What the task asks:
Which lines in the rows below contain the string "face"? Copy out each of those lines. A match counts only if its case is the same.

Supplied information:
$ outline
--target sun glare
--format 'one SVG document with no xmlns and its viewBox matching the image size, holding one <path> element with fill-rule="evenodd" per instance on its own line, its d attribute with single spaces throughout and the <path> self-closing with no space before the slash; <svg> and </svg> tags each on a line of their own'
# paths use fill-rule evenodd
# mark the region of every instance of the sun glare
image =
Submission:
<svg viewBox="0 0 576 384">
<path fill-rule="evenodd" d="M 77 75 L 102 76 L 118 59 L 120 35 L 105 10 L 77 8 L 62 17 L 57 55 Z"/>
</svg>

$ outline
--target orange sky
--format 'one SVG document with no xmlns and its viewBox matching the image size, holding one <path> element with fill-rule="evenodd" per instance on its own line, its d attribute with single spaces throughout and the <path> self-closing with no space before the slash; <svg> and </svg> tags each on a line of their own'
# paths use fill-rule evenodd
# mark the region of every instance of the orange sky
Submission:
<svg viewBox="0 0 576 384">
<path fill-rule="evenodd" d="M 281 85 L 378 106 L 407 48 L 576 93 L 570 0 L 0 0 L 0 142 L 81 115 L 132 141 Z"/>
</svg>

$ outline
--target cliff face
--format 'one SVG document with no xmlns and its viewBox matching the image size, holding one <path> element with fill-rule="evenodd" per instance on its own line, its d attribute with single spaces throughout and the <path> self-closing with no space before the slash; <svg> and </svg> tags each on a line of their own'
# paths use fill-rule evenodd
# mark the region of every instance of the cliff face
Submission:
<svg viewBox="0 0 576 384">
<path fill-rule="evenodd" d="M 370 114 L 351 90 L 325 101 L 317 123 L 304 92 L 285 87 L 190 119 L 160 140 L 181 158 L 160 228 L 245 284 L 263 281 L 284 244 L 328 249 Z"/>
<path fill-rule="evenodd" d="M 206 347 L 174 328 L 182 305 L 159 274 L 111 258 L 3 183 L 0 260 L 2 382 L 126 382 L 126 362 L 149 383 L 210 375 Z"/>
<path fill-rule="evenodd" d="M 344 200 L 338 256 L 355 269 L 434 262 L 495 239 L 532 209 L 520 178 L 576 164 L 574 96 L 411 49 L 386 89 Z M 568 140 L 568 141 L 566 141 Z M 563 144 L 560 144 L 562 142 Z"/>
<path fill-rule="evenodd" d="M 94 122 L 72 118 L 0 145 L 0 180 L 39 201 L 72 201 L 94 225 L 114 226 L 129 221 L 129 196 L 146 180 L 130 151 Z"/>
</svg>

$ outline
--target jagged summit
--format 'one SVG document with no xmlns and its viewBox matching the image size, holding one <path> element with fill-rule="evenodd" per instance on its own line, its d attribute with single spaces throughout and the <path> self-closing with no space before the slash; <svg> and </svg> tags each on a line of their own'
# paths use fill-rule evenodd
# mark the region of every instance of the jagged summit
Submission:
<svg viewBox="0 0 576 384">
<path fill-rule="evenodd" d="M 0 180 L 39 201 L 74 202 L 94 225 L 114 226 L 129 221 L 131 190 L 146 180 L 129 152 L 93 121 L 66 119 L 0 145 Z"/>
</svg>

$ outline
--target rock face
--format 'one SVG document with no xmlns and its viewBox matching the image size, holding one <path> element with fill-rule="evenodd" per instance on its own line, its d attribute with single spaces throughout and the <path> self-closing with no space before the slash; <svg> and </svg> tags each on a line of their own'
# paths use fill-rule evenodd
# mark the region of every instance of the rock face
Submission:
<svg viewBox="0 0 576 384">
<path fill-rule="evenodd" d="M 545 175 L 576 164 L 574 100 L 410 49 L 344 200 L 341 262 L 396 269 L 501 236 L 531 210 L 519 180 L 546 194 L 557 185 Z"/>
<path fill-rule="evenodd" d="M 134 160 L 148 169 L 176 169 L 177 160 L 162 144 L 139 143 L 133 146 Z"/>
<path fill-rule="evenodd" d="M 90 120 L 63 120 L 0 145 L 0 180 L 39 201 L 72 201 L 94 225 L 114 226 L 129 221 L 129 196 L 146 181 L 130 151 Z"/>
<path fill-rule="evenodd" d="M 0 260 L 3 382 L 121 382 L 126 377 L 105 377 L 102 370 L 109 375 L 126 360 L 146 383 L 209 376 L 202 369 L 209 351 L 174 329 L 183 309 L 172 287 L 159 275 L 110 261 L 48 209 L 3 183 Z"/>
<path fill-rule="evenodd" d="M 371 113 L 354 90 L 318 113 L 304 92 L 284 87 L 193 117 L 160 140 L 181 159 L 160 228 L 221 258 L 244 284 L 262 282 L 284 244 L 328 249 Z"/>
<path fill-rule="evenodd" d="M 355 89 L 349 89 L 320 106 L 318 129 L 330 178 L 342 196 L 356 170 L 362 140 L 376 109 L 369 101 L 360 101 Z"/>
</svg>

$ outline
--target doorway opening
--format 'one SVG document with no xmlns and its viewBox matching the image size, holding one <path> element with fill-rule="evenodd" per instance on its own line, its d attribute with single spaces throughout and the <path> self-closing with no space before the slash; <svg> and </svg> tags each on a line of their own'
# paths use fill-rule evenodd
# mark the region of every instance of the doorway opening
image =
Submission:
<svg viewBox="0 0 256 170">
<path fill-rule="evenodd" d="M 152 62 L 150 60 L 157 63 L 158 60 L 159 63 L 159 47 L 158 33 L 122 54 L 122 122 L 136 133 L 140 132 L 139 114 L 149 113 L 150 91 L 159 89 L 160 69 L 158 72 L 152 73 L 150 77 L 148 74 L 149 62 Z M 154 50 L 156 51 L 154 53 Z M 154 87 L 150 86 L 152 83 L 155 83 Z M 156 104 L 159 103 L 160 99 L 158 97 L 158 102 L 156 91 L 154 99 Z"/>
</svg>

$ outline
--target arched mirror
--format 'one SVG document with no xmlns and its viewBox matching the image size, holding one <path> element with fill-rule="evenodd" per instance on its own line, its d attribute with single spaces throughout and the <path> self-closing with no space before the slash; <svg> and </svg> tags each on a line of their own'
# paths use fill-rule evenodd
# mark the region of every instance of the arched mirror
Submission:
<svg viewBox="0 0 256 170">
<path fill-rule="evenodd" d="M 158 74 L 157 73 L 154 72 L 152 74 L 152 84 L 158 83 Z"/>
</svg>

Output below:
--target cliff face
# mark the region of every instance of the cliff face
--target rock face
# mark the region of every instance of the rock face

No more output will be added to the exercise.